THE REQUEST
Copy the rows below verbatim, starting with the line that contains "Thank you for the photo. Could you tag the woman's eyeglasses" and continuing through the final line. Include both the starting line and the final line.

DATA EXTRACT
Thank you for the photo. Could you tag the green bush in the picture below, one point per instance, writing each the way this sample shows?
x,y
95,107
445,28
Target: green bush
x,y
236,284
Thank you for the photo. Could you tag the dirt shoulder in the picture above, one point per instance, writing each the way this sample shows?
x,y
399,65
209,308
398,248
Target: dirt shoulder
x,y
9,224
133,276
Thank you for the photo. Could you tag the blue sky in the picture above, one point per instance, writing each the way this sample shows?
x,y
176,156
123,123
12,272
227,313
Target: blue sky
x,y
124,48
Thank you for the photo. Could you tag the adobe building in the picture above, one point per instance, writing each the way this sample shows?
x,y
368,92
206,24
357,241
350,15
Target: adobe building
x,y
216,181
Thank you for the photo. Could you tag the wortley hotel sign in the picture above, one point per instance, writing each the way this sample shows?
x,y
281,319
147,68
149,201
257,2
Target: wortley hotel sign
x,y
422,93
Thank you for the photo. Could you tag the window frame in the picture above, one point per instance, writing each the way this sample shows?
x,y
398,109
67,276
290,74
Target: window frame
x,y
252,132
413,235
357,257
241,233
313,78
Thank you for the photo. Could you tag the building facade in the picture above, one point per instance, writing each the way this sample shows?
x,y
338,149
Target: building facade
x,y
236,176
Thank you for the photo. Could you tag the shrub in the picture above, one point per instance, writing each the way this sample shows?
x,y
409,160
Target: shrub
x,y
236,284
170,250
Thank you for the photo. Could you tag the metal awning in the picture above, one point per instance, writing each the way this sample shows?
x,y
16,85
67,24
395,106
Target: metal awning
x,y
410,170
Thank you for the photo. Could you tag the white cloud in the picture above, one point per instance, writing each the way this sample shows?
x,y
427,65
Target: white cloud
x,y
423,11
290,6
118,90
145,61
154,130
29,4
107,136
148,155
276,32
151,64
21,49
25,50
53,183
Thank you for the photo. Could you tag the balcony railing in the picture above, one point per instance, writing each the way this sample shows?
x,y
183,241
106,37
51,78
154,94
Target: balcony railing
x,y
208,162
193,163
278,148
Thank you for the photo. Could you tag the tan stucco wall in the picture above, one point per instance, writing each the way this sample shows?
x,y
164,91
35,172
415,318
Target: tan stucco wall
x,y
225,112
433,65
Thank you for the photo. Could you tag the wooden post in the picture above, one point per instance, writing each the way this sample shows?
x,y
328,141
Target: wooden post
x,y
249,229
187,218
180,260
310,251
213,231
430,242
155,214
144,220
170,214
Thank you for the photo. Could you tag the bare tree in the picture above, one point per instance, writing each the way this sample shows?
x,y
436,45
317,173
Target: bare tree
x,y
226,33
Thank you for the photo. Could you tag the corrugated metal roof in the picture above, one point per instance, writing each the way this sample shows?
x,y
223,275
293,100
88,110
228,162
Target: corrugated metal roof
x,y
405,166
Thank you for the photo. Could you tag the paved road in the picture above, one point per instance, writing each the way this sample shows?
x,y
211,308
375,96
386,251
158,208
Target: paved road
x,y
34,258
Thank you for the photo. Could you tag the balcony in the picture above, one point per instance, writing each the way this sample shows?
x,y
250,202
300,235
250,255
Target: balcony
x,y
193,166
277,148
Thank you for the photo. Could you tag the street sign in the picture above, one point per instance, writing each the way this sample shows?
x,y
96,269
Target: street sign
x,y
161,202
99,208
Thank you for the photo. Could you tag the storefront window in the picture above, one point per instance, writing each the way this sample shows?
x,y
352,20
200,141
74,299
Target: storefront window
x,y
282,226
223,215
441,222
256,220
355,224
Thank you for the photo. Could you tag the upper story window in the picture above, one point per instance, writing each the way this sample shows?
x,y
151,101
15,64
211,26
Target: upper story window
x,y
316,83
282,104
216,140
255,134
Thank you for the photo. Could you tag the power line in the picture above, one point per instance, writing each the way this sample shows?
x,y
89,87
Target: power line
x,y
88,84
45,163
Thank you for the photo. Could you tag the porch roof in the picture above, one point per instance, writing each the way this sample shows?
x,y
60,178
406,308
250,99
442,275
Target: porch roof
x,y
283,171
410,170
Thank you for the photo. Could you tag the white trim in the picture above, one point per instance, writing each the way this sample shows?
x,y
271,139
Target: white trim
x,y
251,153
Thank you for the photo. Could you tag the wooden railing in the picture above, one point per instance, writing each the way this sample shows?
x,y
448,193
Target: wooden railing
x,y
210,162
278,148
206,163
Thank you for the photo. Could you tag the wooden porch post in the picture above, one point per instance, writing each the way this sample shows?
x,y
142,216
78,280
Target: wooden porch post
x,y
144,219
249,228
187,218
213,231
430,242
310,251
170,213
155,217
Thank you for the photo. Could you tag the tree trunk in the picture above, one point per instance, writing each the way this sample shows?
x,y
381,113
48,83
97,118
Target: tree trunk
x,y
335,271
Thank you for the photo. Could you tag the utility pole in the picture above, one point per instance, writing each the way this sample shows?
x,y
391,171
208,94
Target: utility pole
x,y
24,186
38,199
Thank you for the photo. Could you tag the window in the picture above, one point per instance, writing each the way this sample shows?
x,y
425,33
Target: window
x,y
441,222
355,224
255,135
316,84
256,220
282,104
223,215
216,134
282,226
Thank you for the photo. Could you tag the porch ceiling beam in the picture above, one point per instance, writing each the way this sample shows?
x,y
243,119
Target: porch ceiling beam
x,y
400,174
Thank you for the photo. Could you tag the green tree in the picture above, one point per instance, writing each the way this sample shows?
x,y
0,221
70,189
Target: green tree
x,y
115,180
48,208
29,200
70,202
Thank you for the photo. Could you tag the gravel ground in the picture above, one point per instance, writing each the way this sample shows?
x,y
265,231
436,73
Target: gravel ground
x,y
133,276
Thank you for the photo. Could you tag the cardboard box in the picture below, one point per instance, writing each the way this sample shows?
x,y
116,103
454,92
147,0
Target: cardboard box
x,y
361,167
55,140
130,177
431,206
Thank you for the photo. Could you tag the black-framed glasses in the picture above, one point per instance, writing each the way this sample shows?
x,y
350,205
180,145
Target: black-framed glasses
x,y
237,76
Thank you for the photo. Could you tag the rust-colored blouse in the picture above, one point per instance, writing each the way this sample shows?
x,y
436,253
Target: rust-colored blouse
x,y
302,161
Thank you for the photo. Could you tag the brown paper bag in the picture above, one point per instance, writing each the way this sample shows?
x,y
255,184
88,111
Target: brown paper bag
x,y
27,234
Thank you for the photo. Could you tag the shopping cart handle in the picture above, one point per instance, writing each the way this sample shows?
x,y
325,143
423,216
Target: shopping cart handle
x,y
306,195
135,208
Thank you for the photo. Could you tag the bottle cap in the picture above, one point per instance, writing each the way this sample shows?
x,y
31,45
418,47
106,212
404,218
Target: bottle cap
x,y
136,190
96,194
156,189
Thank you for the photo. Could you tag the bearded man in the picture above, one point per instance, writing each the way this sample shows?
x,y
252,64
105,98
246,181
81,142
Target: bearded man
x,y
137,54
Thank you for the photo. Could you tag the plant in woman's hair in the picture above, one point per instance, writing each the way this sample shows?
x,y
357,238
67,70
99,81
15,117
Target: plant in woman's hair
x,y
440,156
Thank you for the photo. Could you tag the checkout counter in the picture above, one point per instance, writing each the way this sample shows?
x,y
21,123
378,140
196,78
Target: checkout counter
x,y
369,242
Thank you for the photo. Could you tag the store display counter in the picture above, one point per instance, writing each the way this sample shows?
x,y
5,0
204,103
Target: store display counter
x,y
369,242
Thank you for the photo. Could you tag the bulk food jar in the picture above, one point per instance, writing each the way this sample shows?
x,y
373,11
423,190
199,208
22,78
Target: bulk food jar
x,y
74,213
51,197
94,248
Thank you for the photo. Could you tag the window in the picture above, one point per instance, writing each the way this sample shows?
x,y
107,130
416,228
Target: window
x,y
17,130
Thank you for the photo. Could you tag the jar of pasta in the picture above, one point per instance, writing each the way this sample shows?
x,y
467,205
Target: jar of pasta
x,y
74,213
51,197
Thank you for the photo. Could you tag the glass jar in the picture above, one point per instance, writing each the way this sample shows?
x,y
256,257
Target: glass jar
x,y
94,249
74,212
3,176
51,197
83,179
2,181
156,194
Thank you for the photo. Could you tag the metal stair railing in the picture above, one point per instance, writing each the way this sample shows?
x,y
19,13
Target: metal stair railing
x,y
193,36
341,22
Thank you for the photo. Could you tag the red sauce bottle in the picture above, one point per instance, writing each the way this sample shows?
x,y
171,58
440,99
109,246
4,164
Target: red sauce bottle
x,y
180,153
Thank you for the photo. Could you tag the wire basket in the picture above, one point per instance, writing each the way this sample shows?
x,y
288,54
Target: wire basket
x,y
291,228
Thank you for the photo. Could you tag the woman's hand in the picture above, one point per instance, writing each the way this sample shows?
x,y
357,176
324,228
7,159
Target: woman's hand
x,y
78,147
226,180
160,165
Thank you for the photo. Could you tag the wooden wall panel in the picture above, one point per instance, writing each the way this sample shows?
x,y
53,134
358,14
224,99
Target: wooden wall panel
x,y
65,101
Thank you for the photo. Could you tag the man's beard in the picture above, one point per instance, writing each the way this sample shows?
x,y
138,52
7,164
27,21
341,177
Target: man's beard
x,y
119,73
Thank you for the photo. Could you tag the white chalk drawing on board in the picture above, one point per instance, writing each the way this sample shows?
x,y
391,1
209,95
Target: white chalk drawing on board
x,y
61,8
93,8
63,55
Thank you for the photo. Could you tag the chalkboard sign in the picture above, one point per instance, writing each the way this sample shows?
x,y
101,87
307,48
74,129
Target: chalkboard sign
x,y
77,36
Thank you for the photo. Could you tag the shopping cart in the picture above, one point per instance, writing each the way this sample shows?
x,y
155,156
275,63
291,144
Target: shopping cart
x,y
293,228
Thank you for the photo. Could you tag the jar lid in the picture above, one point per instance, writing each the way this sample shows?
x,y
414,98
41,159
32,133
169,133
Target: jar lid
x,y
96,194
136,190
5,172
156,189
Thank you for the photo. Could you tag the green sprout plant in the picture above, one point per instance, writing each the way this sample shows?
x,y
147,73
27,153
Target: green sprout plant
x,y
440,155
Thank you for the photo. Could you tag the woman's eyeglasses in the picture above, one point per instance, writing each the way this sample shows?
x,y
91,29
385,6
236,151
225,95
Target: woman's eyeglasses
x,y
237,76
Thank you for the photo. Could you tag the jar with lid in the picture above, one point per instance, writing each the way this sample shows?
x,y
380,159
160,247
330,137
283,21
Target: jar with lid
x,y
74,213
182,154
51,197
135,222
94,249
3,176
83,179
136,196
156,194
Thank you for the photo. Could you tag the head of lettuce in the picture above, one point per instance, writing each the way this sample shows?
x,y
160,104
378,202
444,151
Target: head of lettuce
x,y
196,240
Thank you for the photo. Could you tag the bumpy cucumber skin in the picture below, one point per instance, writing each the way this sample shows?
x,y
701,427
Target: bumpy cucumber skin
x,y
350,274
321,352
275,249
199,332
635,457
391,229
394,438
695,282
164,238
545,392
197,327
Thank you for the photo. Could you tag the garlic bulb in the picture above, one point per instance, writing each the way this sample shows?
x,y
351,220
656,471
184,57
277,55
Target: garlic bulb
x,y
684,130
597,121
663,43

REPLY TO THE TASK
Thank you for the photo. Could you tag the woman's eyeglasses in the picture above, one point per instance, writing each the way this sample shows?
x,y
91,29
385,6
236,151
225,95
Target: woman's eyeglasses
x,y
237,76
Thank you for the photo. Could you tag the jar with lid in the picture above, one point per instance, writing each the way this sample shows?
x,y
380,159
160,247
330,137
283,21
Target: jar with lid
x,y
74,213
182,154
51,197
135,222
94,249
3,176
83,179
136,196
156,194
Thank you for the photo. Could you tag the head of lettuce in the picture above, one point per instance, writing each the way this sample shows?
x,y
160,104
378,202
444,151
Target: head of lettuce
x,y
196,240
Thank you for the photo. Could you tag the bumpy cucumber skin in the picture below, one point per instance, writing each the way this sample shows?
x,y
701,427
Target: bumpy cucumber skin
x,y
350,274
321,352
275,249
199,332
635,457
391,229
394,438
695,282
164,238
545,392
197,327
Thank you for the photo. Could you tag the garlic bulb in the picture above, one point per instance, writing each the way this sample shows?
x,y
351,220
656,471
184,57
277,55
Target: garlic bulb
x,y
684,130
597,121
663,43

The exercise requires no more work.